From the first high schooler on down, I have diligently kept course descriptions current--with the exception of the year a baby was born in MAY! 

I have learned to:

Write course descriptions when the young adult begins the course (even if just the bare minimum is known: textbook, reading materials, anticipated experiential opportunities) and add significant educational highlights throughout the year. When I waited until the end of the year to write the whole description, I forgot some of the most beneficial learning blessings he experienced, no to mention getting my head above the project was monumental, or at least it seemed so when I felt I was drowning.

             Keeping current has saved me time and headache. 

I have to remind myself course descriptions tell the stories of the courses detailed on the transcript. It is the document college admissions personnel will reference as they consider offering admission and need more information to differentiate one student from another. A course description is not an outline of the course and will be less likely to read if lengthy. Course descriptions are chapter summaries, hitting the highlights, offering the concepts learned, the teaching methods and resources used, and exceptional experiences in which the student participated.

To capture the most significant, record keeping is essential.

Course descriptions are especially important if the parent and young adult are designing unique courses, courses not typically offered on local school campuses or courses not generally taught in high schools, for example Introduction to Equine Science, Survey of the Building Construction Industry, or Care and Concerns of the Elderly.

When I don't record regularly, I forget valuable additions. In our busy years, I found it helpful to open the course description document and add bullet points which I can revisit later and edit into cohesive sentences. Tackling course descriptions in this manner helps me remember important details and keeps me excited about what my young adult is accomplishing. When it is not in front of me, I tend to forget.

> Dataset records
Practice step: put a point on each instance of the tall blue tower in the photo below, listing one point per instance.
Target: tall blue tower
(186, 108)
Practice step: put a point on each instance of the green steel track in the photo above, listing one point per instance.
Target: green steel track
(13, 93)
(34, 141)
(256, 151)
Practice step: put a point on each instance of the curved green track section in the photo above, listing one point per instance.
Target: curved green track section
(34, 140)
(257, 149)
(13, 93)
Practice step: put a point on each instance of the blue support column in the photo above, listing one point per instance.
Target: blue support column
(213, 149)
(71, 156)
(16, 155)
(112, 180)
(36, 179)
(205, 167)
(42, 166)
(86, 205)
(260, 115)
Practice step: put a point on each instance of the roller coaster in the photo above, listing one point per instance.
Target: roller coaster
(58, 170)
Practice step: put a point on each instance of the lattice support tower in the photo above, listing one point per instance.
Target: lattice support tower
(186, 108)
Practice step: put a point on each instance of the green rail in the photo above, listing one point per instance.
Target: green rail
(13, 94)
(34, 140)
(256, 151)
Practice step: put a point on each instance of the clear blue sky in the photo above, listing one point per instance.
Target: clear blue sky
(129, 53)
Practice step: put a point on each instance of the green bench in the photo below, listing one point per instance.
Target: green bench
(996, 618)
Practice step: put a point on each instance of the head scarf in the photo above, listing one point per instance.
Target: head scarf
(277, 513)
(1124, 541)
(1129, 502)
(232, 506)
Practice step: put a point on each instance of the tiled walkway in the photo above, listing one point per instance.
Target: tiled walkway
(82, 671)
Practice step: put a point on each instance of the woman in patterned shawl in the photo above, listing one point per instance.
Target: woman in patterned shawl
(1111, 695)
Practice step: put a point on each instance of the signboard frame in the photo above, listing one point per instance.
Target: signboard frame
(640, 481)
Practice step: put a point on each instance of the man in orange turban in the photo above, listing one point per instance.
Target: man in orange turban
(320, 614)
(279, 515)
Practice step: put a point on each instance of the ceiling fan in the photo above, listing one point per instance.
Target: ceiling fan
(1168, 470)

> Request 1
In the passage on course descriptions, condense the paragraph beginning "When I don't record regularly" into a short bulleted list that keeps its main facts.
> Request 2
Answer these questions using the passage on course descriptions:
(a) In which year did the writer not keep course descriptions current?
(b) At what point does the writer now begin writing a course description?
(c) What three unique courses does the passage give as examples?
> Request 3
Reproduce the passage on course descriptions verbatim between "Keeping current has" and "keeping is essential.", inclusive.

> Task response 1
- Without regular recording, the writer forgets valuable additions.
- In busy years, the writer found it helpful to open the course description document and add bullet points, to revisit later and edit into cohesive sentences.
- This approach helps the writer remember important details and stay excited about what the young adult is accomplishing.
- When the document is not in front of the writer, things tend to be forgotten.

> Task response 2
(a) The year a baby was born in May.
(b) When the young adult begins the course.
(c) Introduction to Equine Science, Survey of the Building Construction Industry, and Care and Concerns of the Elderly.

> Task response 3
Keeping current has saved me time and headache. 

I have to remind myself course descriptions tell the stories of the courses detailed on the transcript. It is the document college admissions personnel will reference as they consider offering admission and need more information to differentiate one student from another. A course description is not an outline of the course and will be less likely to read if lengthy. Course descriptions are chapter summaries, hitting the highlights, offering the concepts learned, the teaching methods and resources used, and exceptional experiences in which the student participated.

To capture the most significant, record keeping is essential.